_ORDEM DE SERVIÇO 1:_ Por favor, reproduza a parte do trecho sobre a LRF começando em "A LRF tem perdido" e terminando em "dar sustentabilidade fiscal.".
_ORDEM DE SERVIÇO 2:_ Segundo o trecho sobre a LRF, que mudança foi feita no Rio de Janeiro quanto ao gasto com pessoal?

_TRECHO:_
────────
A LRF tem perdido a força especialmente na última década, devido a um misto de inabilidade dos tribunais de contas dos estados, ao deixarem de cumprir sua missão institucional de serem guardiões das contas públicas, de informar à sociedade, por exemplo, o que aconteceu nas finanças subnacionais na recessão econômica de 2015/16. Isso não significa, entretanto, que não tenhamos tidos problemas antes. Desde 2014, vínhamos identificando o by-pass de várias regras da Lei. No Rio de Janeiro, por exemplo, houve a mudança contábil do conceito de gasto com pessoal para fazê-lo parecer menor. Foram tantas questões no estado que o Tribunal de Contas chegou a ser dissolvido, mas o caso do Rio não foi o único. Outros entes subnacionais também usaram mudanças de interpretação, enfraquecendo a LRF como referência para dar sustentabilidade fiscal.
────────
_REGISTROS FORNECIDOS:_
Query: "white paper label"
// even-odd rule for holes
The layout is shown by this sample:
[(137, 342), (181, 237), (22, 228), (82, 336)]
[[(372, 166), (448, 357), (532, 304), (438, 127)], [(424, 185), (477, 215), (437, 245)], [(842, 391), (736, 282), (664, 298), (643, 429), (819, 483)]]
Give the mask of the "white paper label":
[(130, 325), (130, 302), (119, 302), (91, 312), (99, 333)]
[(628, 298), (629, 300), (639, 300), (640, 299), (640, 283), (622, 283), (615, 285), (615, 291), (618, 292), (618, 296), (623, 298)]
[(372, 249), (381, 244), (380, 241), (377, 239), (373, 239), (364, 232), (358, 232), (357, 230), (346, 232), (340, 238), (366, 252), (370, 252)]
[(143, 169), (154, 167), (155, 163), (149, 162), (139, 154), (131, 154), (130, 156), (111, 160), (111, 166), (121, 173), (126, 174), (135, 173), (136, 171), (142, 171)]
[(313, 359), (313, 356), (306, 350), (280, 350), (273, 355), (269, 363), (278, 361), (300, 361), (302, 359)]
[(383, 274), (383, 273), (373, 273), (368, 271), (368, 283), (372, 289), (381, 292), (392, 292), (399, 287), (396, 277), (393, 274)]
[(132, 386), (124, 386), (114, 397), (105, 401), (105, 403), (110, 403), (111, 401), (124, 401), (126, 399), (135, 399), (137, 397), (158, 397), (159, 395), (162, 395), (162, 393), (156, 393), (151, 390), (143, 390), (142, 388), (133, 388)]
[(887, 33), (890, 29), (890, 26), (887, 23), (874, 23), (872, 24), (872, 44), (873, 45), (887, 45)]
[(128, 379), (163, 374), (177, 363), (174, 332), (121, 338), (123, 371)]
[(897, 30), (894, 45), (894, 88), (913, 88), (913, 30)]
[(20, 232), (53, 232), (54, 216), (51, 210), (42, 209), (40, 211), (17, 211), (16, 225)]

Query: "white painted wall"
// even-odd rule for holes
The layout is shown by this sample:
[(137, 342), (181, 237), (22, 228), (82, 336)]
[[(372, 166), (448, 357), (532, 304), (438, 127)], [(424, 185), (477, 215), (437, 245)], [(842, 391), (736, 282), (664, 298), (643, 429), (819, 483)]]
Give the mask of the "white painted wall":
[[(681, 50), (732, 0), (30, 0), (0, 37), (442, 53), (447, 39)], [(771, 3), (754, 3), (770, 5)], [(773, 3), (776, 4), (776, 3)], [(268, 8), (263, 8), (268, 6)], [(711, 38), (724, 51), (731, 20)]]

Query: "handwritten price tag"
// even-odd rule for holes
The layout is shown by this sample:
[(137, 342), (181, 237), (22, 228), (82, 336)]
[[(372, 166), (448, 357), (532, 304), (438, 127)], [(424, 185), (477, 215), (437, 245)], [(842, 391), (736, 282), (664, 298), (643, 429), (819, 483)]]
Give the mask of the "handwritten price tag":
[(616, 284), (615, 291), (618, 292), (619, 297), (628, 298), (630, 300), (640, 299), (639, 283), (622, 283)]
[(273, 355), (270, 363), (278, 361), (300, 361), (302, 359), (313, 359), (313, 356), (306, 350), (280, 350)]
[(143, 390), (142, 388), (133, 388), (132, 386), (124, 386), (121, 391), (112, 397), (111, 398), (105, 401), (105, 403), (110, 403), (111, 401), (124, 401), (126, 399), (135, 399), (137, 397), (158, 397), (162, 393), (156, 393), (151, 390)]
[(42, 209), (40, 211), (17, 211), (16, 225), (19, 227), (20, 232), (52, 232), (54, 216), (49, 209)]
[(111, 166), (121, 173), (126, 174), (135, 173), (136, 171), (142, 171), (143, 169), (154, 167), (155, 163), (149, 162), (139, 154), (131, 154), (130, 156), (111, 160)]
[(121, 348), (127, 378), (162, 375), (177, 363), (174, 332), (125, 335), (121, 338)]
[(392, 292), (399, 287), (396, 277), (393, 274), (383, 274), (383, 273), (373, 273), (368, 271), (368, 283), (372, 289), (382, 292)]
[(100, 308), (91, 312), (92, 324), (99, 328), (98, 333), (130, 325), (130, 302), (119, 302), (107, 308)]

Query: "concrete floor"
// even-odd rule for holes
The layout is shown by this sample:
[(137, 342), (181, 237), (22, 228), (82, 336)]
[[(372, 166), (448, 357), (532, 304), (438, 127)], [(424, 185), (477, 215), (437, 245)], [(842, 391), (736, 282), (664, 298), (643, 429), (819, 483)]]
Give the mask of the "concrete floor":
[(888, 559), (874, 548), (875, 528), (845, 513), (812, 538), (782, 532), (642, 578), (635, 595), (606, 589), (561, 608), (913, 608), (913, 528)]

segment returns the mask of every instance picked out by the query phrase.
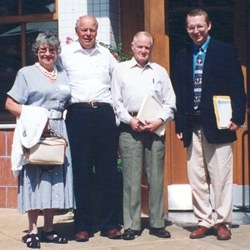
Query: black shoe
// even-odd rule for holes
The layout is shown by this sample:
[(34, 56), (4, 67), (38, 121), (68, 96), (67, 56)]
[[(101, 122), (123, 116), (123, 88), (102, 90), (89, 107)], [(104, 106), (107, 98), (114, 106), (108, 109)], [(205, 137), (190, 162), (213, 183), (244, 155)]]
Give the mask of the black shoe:
[(122, 239), (124, 240), (134, 240), (135, 239), (135, 232), (133, 230), (125, 229), (122, 235)]
[(40, 241), (37, 234), (29, 234), (26, 239), (26, 245), (29, 248), (40, 248)]
[(171, 235), (170, 233), (165, 230), (165, 228), (150, 228), (149, 234), (155, 235), (156, 237), (159, 238), (170, 238)]
[[(48, 238), (48, 236), (55, 235), (55, 237), (51, 240)], [(55, 230), (52, 230), (50, 232), (44, 232), (42, 231), (42, 236), (41, 236), (41, 242), (53, 242), (57, 244), (67, 244), (68, 240), (62, 236), (60, 236)]]

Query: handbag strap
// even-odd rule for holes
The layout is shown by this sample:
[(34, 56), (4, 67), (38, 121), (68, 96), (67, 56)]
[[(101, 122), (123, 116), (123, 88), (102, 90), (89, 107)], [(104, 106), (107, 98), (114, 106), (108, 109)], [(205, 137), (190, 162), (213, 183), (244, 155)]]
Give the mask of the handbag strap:
[(64, 136), (62, 136), (61, 134), (59, 134), (57, 131), (55, 131), (54, 129), (50, 129), (49, 130), (49, 135), (50, 136), (53, 136), (53, 137), (57, 137), (58, 139), (63, 139), (66, 143), (66, 147), (68, 147), (68, 142), (67, 140), (65, 139)]

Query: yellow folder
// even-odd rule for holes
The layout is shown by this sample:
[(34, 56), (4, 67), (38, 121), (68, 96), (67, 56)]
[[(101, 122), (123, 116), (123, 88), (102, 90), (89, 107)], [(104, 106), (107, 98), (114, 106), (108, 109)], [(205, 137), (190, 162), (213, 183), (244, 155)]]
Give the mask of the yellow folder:
[(213, 96), (214, 112), (218, 129), (227, 129), (227, 124), (232, 118), (230, 96)]

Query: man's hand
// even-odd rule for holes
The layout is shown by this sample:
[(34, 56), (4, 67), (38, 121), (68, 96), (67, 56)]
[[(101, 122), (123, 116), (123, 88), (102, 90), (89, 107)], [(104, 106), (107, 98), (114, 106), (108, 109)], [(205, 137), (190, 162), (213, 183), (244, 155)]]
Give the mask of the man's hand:
[(227, 128), (231, 131), (237, 131), (239, 128), (240, 128), (240, 125), (237, 125), (235, 123), (233, 123), (232, 121), (230, 121), (228, 124), (227, 124)]
[(162, 119), (158, 119), (156, 121), (145, 121), (146, 125), (144, 126), (144, 130), (154, 133), (162, 124)]
[(130, 127), (135, 131), (135, 132), (142, 132), (144, 131), (144, 124), (141, 123), (137, 118), (133, 117), (129, 121)]

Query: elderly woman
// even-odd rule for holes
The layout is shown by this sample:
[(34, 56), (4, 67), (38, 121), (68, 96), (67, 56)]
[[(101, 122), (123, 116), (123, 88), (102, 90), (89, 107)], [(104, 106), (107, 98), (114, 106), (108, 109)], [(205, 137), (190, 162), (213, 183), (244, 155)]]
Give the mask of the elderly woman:
[[(62, 112), (70, 98), (70, 88), (65, 71), (55, 65), (61, 51), (60, 42), (53, 33), (42, 32), (33, 44), (33, 51), (38, 62), (19, 70), (7, 93), (6, 109), (20, 118), (26, 107), (42, 107), (48, 111), (42, 133), (53, 129), (68, 140)], [(39, 115), (34, 113), (28, 122), (35, 124), (37, 117)], [(18, 210), (27, 212), (29, 220), (27, 247), (40, 248), (37, 218), (41, 209), (44, 216), (41, 242), (67, 243), (67, 239), (53, 229), (53, 217), (55, 209), (74, 207), (69, 146), (63, 165), (46, 170), (42, 165), (23, 164), (17, 172)]]

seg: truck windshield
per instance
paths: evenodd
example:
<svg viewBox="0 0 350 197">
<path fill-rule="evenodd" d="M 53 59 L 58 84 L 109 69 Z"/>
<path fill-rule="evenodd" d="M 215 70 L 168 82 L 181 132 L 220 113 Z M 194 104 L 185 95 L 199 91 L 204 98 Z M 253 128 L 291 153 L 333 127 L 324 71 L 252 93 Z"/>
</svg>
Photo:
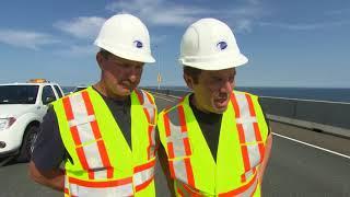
────────
_RESPOSTA 1:_
A LRF tem perdido a força especialmente na última década, devido a um misto de inabilidade dos tribunais de contas dos estados, ao deixarem de cumprir sua missão institucional de serem guardiões das contas públicas, de informar à sociedade, por exemplo, o que aconteceu nas finanças subnacionais na recessão econômica de 2015/16. Isso não significa, entretanto, que não tenhamos tidos problemas antes. Desde 2014, vínhamos identificando o by-pass de várias regras da Lei. No Rio de Janeiro, por exemplo, houve a mudança contábil do conceito de gasto com pessoal para fazê-lo parecer menor. Foram tantas questões no estado que o Tribunal de Contas chegou a ser dissolvido, mas o caso do Rio não foi o único. Outros entes subnacionais também usaram mudanças de interpretação, enfraquecendo a LRF como referência para dar sustentabilidade fiscal.

_RESPOSTA 2:_ Houve uma mudança contábil no conceito de gasto com pessoal para fazê-lo parecer menor.